## Stated problem
Copy nothing but the text: reproduce each line of the listing exactly and leave the pictures out.

(Entries taken from a collection)

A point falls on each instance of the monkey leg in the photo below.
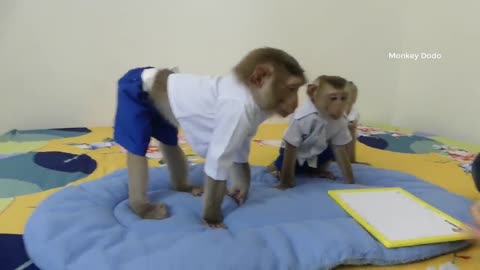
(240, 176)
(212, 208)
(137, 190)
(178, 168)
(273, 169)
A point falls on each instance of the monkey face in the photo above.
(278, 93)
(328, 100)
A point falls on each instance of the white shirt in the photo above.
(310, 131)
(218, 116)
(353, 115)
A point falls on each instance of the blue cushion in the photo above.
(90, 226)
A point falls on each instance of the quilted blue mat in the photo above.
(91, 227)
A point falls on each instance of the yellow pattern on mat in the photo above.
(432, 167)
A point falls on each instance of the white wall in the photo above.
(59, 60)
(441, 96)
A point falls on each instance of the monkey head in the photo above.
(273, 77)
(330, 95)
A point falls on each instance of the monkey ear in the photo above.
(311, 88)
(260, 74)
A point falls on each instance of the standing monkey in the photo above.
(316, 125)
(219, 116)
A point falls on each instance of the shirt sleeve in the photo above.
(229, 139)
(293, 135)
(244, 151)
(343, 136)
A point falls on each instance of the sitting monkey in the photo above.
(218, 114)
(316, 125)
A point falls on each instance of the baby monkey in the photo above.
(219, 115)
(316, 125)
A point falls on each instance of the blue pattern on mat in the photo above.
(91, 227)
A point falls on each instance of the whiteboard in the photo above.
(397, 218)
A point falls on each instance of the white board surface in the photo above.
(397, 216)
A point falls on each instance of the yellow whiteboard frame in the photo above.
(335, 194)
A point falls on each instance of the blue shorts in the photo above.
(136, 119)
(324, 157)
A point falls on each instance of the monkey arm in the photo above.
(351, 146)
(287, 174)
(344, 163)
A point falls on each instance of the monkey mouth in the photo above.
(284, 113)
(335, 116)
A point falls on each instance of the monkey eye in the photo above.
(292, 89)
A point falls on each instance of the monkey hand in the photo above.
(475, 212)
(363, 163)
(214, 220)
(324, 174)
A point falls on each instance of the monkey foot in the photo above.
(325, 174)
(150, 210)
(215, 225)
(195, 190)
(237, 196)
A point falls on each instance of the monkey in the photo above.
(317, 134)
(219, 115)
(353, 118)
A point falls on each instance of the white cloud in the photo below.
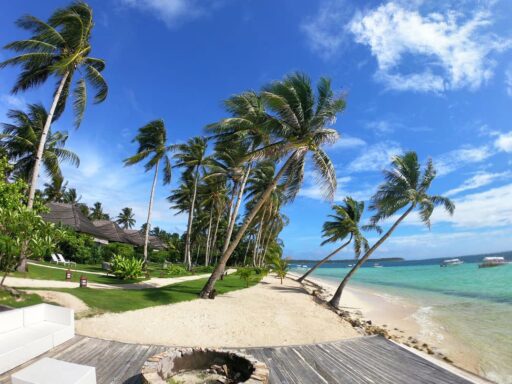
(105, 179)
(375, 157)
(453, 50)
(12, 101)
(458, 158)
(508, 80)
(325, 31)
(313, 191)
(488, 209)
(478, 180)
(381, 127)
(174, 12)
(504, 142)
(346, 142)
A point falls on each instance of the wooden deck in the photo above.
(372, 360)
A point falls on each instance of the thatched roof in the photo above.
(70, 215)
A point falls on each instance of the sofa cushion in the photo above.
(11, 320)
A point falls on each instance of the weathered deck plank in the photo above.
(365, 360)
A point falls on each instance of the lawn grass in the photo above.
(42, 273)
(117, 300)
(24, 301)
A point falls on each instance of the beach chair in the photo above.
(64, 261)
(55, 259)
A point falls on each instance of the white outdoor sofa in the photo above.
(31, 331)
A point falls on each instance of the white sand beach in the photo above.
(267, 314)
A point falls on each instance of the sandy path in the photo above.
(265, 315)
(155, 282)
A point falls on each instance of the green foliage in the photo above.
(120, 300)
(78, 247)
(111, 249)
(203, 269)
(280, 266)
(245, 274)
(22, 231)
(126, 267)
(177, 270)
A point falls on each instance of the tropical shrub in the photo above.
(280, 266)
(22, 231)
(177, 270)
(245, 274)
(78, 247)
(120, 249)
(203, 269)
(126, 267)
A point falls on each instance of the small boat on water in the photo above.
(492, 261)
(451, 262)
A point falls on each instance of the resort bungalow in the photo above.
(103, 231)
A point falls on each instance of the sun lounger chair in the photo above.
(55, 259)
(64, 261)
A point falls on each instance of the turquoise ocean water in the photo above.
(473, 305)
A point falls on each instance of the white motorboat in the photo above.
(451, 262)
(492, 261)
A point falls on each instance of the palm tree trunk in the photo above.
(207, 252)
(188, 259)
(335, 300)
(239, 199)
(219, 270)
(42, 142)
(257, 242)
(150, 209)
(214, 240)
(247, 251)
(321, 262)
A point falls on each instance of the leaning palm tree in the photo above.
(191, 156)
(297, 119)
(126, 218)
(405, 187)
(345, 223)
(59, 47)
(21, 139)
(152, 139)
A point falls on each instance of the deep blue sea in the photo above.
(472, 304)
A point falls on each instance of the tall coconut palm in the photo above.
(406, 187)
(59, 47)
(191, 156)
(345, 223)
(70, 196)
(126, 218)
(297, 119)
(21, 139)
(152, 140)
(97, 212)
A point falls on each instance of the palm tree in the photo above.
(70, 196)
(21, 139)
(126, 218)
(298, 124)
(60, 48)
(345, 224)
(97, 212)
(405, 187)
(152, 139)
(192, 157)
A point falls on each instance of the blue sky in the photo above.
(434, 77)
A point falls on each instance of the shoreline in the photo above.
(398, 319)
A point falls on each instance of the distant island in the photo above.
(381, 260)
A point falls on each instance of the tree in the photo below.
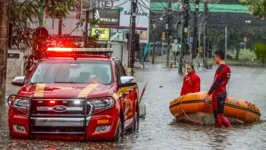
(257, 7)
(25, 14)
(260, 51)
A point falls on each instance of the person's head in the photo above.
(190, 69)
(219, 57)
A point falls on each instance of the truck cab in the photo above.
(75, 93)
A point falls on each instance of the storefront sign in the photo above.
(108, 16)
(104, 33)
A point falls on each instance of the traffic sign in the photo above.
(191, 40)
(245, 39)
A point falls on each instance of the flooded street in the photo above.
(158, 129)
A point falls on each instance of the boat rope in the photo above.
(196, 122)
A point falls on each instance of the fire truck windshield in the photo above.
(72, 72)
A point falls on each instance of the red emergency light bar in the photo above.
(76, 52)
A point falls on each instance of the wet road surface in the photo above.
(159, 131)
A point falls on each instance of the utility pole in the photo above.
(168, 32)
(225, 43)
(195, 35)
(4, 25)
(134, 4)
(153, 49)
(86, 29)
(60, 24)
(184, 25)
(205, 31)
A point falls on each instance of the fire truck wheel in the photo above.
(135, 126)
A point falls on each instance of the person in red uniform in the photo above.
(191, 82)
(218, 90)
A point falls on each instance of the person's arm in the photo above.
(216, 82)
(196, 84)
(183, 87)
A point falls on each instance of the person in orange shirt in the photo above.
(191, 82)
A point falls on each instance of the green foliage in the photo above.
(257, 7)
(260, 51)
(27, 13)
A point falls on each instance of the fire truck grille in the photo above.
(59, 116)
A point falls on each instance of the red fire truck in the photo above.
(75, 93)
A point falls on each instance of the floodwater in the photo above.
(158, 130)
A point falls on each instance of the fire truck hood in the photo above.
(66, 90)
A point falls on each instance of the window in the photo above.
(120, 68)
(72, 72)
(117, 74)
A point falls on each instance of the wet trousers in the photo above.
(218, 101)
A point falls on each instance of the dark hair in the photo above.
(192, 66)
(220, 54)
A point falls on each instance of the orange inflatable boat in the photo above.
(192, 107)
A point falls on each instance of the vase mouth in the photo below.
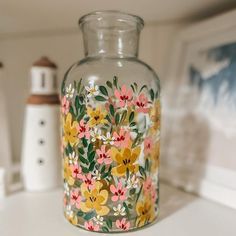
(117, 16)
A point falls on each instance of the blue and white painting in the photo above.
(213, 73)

## Answer to the problem
A point falls on each instance of the monkey leg in the photo below.
(240, 176)
(212, 208)
(137, 190)
(178, 168)
(273, 169)
A point falls on each instance of the monkey face in the photo above.
(278, 93)
(328, 100)
A point falls on each instance of the white shirt in the photo above.
(310, 131)
(218, 116)
(353, 115)
A point falls on each instance of the blue cushion in the photo above.
(90, 226)
A point falls on each instance of the quilted blue mat in the photo above.
(91, 227)
A point falls on each instance of the yellow pattern on mat in the photo above.
(432, 167)
A point falls on each instance of the white wall in the photo above.
(59, 60)
(441, 96)
A point falls on each instance of the monkey head in the photo above.
(273, 77)
(330, 95)
A point falls on each instance of the monkey ear in the photo above.
(311, 88)
(260, 74)
A point falls on each instance of the standing monkey in the photo above.
(316, 125)
(219, 116)
A point falls on each instance of the shirt sleeve in the photo above.
(229, 139)
(293, 135)
(244, 151)
(343, 136)
A point falls on each instance of the sitting monkey in the photo above.
(218, 114)
(316, 125)
A point falls on each instance of the baby monkey in the photo above.
(219, 115)
(316, 125)
A point falls on each instance of the blue pattern on mat in the photo above.
(91, 227)
A point falls on each instance of the whiteboard in the photo above.
(397, 218)
A point falls on each instance of the white board surface in the photo above.
(397, 216)
A point falls on each instance of the yellow whiteboard frame in the photo above.
(335, 194)
A point falls on each instance of the blue shorts in the photo above.
(136, 119)
(324, 157)
A point falls on each instance of the monkey arm in the photo above.
(351, 146)
(287, 174)
(344, 163)
A point falls on each instance of the monkey mouth in the photo above.
(284, 113)
(335, 116)
A point falls on each instance of the monkey eye in the photo above.
(292, 89)
A point falls on each instance of the monkey hand in the photo above.
(475, 212)
(363, 163)
(214, 220)
(324, 174)
A point falls on each instance of the monkey foot in the photo above.
(325, 174)
(150, 210)
(215, 225)
(195, 190)
(237, 196)
A point falls on each instance of the monkey in the photo above.
(317, 134)
(219, 115)
(353, 118)
A point falls on each instance of the white cloud in the photo below.
(105, 179)
(375, 157)
(453, 50)
(12, 101)
(458, 158)
(508, 80)
(325, 31)
(313, 191)
(488, 209)
(478, 180)
(381, 127)
(174, 12)
(504, 142)
(346, 142)
A point falls on each instance of the wooden deck in the photo above.
(372, 360)
A point falls on each instance of the thatched roof in the photo above.
(70, 215)
A point falls on each instance of the sofa cushion in the photo above.
(11, 320)
A point falls on each instance of the weathered deck plank in the photo above.
(365, 360)
A point falls on each instance of the lawn grass in the photo above.
(42, 273)
(117, 300)
(24, 301)
A point falls on each instance of the beach chair in the photo above.
(64, 261)
(55, 259)
A point falls on each instance of the white outdoor sofa in the photo above.
(31, 331)
A point falls on each instance of the white sand beach in the photo above.
(267, 314)
A point falls on each instance of the sandy path in the photo above.
(265, 315)
(155, 282)
A point falls on each instance of the green foliage in the photo above.
(120, 300)
(78, 247)
(111, 249)
(203, 269)
(280, 266)
(245, 274)
(22, 231)
(126, 267)
(177, 270)
A point falls on each instance of the tropical shrub in the photo above.
(280, 266)
(22, 231)
(177, 270)
(245, 274)
(78, 247)
(120, 249)
(203, 269)
(126, 267)
A point falls on each instance of the small boat on water in the photo above.
(492, 261)
(451, 262)
A point falls on each instance of the resort bungalow in the photo above.
(103, 231)
A point falls on each instance of the sun lounger chair in the photo above.
(55, 259)
(64, 261)
A point falls on each instance of the turquoise ocean water in the photo above.
(473, 305)
A point falls on each instance of the white motorboat in the photo above.
(451, 262)
(492, 261)
A point falls on each instance of the palm tree trunk in the photo above.
(207, 252)
(188, 259)
(335, 300)
(239, 199)
(219, 270)
(42, 142)
(257, 242)
(150, 209)
(214, 240)
(247, 251)
(321, 262)
A point falls on each instance of the leaning palm tree in the photo above.
(191, 156)
(297, 119)
(126, 218)
(405, 187)
(345, 223)
(59, 47)
(21, 139)
(152, 139)
A point falls on each instance of the deep blue sea in the photo above.
(472, 304)
A point falls on each instance of the tall coconut palm in the photo above.
(406, 187)
(59, 47)
(191, 156)
(345, 223)
(70, 196)
(126, 218)
(297, 119)
(21, 139)
(152, 140)
(97, 212)
A point falls on each instance of the palm tree in the photo above.
(70, 196)
(21, 139)
(126, 218)
(298, 124)
(60, 48)
(345, 224)
(97, 212)
(405, 187)
(152, 139)
(192, 157)
A point falls on each instance of the blue sky in the photo above.
(434, 77)
A point falls on each instance of the shoreline in the photo above.
(398, 319)
A point falls on each instance of the distant island in the photo above.
(381, 260)
A point falls on each instance of the tree in the photo below.
(257, 7)
(25, 14)
(260, 51)
A point falls on each instance of the person's head in the photo above.
(190, 69)
(219, 57)
A point falls on each instance of the truck cab in the photo above.
(75, 93)
A point falls on each instance of the storefront sign in the photo above.
(108, 16)
(104, 33)
A point falls on each instance of the traffic sign in the photo above.
(191, 40)
(245, 39)
A point falls on each instance of the flooded street in the photo above.
(158, 129)
A point falls on each instance of the boat rope in the photo above.
(196, 122)
A point falls on each instance of the fire truck windshield in the photo above.
(72, 72)
A point falls on each instance of the red emergency light bar in the photo above.
(76, 52)
A point falls on each instance of the wet road surface in the photo above.
(159, 131)
A point falls on each instance of the utility pole in the photo above.
(168, 32)
(225, 43)
(195, 35)
(4, 25)
(134, 4)
(153, 49)
(86, 29)
(60, 24)
(184, 25)
(205, 31)
A point falls on each instance of the fire truck wheel in the photo above.
(135, 126)
A point falls on each instance of the person in red uniform in the photo above.
(191, 82)
(218, 90)
A point falls on each instance of the person's arm in the photo above.
(216, 82)
(196, 84)
(183, 87)
A point falls on each instance of the person in orange shirt in the photo above.
(191, 82)
A point falls on each instance of the green foliage in the photo above.
(257, 7)
(260, 51)
(27, 13)
A point falls on each instance of the fire truck grille in the photo above.
(59, 116)
A point falls on each instance of the red fire truck in the photo above.
(75, 93)
A point falls on each instance of the floodwater in the photo above.
(158, 130)
A point falls on each instance of the fire truck hood in the photo above.
(66, 90)
A point falls on each instance of the window in the photo above.
(120, 68)
(72, 72)
(117, 74)
A point falls on each instance of the wet trousers in the photo above.
(218, 101)
A point falls on each instance of the dark hair in the photo above.
(192, 66)
(220, 54)
A point falls on each instance of the orange inflatable boat in the photo above.
(192, 107)
A point falls on each instance of the vase mouth in the photo below.
(117, 16)
A point falls on each instance of the blue and white painting in the photo above.
(213, 73)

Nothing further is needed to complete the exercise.